What this task involves:
Somewhere in the records below is a line containing "Query: door handle". Copy that line and everything after it through the end, unchanged.

Provided records:

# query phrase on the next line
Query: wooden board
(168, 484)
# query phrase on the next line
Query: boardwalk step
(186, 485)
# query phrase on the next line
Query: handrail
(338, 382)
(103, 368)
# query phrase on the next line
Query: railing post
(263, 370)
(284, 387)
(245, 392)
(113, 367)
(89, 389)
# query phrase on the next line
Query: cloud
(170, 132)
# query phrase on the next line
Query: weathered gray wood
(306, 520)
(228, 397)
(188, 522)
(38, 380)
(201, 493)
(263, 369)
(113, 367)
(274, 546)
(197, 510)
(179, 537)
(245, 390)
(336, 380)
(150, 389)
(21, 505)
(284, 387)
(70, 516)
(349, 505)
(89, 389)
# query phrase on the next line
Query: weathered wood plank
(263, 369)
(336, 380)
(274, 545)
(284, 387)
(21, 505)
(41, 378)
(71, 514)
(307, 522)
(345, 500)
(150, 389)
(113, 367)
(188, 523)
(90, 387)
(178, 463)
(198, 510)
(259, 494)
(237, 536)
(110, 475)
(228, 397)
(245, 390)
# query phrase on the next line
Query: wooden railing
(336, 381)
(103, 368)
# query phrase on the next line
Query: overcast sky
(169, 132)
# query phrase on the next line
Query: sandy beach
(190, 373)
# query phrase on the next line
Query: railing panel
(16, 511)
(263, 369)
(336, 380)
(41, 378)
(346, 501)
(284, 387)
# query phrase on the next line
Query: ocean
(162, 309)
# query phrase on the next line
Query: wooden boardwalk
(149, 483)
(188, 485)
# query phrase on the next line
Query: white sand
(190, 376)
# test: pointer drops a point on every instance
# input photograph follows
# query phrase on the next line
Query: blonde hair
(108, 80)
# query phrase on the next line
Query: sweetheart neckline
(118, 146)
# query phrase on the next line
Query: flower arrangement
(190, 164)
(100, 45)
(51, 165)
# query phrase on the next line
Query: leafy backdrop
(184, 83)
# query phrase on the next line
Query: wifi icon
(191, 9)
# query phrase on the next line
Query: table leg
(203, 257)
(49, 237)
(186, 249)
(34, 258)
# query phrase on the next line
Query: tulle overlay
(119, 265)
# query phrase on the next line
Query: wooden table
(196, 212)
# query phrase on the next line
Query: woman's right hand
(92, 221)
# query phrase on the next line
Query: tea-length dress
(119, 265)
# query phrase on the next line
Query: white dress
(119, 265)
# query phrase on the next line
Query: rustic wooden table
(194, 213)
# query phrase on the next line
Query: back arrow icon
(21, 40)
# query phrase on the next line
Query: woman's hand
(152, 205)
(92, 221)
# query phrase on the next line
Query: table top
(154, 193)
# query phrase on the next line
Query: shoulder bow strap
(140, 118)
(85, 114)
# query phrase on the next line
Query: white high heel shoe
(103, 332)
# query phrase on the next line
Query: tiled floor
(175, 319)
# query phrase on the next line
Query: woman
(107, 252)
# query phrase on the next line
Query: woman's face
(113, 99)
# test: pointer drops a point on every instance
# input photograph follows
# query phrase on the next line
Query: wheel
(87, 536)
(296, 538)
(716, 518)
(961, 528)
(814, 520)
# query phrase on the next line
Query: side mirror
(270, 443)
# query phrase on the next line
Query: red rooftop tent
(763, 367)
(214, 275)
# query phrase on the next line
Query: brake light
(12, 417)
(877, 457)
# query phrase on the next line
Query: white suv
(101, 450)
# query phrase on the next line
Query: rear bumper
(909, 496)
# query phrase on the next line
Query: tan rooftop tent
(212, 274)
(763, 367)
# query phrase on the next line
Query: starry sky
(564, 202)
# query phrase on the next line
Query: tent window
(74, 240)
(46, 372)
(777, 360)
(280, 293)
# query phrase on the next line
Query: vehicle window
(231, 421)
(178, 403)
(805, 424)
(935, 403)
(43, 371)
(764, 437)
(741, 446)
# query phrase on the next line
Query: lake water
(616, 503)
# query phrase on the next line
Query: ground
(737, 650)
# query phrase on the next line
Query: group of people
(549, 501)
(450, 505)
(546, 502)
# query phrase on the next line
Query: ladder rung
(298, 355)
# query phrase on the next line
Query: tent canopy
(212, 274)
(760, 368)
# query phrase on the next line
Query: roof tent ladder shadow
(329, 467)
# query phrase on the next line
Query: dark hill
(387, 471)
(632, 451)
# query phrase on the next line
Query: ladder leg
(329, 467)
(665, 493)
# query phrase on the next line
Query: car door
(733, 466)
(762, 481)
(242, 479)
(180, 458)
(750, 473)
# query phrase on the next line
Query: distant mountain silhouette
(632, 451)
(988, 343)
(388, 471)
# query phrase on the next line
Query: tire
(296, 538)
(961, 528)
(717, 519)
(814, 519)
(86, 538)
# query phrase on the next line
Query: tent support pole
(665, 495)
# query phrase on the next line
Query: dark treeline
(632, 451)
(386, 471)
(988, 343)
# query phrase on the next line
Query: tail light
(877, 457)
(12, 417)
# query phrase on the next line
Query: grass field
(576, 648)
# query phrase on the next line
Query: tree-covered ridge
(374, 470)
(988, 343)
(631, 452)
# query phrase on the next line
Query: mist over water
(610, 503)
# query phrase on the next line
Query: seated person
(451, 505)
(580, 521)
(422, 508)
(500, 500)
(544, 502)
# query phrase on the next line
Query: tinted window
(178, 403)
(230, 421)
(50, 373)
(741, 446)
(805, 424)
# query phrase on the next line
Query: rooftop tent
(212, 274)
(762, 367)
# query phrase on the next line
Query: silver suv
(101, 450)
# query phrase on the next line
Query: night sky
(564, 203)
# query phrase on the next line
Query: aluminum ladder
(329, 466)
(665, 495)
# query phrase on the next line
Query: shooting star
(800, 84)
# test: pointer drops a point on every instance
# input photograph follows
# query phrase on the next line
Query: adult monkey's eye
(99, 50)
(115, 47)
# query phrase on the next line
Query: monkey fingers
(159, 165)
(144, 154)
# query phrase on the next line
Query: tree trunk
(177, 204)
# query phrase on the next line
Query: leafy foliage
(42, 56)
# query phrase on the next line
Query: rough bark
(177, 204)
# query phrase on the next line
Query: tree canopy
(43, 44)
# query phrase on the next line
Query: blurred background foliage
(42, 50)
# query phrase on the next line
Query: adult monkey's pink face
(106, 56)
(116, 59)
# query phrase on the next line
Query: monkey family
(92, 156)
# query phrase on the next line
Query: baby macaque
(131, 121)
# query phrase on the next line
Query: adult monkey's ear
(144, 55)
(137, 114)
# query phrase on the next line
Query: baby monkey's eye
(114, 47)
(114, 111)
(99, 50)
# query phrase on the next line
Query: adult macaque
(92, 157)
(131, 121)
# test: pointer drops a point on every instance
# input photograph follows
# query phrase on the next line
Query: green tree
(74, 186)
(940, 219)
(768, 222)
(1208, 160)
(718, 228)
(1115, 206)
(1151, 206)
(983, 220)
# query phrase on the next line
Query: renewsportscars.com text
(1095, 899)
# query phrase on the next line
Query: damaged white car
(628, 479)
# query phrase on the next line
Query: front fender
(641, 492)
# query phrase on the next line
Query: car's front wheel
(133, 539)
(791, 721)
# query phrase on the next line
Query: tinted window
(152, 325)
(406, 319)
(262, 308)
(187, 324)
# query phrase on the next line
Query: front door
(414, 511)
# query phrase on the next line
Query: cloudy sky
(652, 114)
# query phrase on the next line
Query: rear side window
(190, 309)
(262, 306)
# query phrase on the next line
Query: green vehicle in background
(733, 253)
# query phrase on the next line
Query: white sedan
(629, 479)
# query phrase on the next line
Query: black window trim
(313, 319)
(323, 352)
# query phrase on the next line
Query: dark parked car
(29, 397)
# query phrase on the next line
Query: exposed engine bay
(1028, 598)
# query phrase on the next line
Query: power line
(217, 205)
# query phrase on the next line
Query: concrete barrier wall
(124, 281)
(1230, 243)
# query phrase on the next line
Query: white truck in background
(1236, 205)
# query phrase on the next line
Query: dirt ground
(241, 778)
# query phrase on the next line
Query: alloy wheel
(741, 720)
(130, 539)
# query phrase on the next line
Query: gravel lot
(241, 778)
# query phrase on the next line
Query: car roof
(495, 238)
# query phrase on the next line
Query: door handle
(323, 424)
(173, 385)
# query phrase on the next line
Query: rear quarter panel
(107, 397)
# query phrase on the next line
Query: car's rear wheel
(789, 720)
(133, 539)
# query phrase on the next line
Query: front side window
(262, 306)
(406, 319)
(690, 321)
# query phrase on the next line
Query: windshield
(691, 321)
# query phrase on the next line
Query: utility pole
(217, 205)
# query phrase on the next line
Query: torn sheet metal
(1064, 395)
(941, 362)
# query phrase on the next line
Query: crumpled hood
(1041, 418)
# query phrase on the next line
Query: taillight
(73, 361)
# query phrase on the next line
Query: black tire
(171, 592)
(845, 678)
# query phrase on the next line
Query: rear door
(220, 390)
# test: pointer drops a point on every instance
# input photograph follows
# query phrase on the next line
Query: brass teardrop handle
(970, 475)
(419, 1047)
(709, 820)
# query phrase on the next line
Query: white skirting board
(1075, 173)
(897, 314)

Solution to this task:
Query: door handle
(323, 424)
(173, 385)
# query phrase on the next line
Query: rear quarter panel
(107, 397)
# query phrase on the next line
Query: car's rear wheel
(789, 720)
(133, 539)
# query phrase on the next line
Query: front side window
(262, 306)
(406, 319)
(690, 321)
# query phrase on the next line
Query: windshield
(691, 321)
# query phrase on the next line
Query: utility pole
(217, 205)
# query phrase on the next line
Query: torn sheet metal
(1064, 395)
(941, 362)
# query phrase on the next line
Query: crumpled hood
(1041, 418)
# query phrase on the next line
Query: taillight
(73, 361)
# query phrase on the next line
Query: black tire
(171, 592)
(845, 678)
# query phrase on the next line
Query: rear door
(220, 390)
# test: pointer drops a point on every instance
# input photograph follows
# query phrase on the next line
Query: brass teardrop handle
(970, 475)
(419, 1047)
(709, 820)
# query phrase on the next line
Query: white skirting board
(1075, 173)
(897, 314)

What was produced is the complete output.